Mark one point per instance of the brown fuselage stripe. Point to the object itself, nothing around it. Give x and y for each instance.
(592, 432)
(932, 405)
...
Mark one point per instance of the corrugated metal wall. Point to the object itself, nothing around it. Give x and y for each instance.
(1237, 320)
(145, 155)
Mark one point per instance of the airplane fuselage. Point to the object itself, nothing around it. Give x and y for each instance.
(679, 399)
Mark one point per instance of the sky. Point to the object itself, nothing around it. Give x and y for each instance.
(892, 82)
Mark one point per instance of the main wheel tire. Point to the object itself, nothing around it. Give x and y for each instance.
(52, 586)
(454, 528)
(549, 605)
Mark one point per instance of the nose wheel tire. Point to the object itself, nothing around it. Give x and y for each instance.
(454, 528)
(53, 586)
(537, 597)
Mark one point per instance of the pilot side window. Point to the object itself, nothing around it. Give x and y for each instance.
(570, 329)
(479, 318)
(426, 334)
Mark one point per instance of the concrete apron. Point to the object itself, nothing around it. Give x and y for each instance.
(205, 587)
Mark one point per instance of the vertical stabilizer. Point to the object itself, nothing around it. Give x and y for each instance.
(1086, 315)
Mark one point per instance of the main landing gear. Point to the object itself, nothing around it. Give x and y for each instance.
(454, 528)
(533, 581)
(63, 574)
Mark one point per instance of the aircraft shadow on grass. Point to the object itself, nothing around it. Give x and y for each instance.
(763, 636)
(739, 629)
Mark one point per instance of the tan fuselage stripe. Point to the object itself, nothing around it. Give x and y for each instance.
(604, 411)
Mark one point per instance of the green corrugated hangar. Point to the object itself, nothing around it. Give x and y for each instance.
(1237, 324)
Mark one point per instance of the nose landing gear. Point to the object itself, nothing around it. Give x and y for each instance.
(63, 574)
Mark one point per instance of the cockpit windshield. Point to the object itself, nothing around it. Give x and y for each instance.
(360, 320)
---
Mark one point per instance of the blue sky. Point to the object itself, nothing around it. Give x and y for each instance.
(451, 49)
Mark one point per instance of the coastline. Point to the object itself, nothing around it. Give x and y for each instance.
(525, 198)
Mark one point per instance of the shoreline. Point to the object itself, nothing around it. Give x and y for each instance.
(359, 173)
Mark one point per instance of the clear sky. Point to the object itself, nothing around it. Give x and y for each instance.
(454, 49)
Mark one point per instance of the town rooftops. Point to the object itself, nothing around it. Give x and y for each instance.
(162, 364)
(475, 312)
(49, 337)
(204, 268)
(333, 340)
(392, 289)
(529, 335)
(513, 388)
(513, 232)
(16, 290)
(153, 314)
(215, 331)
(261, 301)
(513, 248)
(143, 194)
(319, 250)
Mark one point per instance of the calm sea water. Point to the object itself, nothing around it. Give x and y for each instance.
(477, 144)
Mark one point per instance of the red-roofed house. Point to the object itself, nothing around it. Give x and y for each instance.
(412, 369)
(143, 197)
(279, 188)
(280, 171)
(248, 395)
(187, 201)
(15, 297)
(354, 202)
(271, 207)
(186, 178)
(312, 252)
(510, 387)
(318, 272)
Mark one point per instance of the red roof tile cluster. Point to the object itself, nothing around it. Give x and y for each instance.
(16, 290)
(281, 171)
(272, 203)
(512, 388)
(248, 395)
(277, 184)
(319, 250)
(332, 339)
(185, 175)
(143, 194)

▶ _What the exercise asks_: Rewrite the records from the line that contains "Mark one point per instance of the tan" through the line that contains "(1237, 324)", putting "gray" in place of "green" and leaving everything else unchanged.

▶ _Output of the task_:
Mark one point per instance of the tan fuselage stripe. Point to the object itself, nothing around it. Give x and y for each instance.
(604, 411)
Mark one point per instance of the gray corrugated hangar. Point to the object itself, nothing around it. Give x and y for each instance.
(1237, 324)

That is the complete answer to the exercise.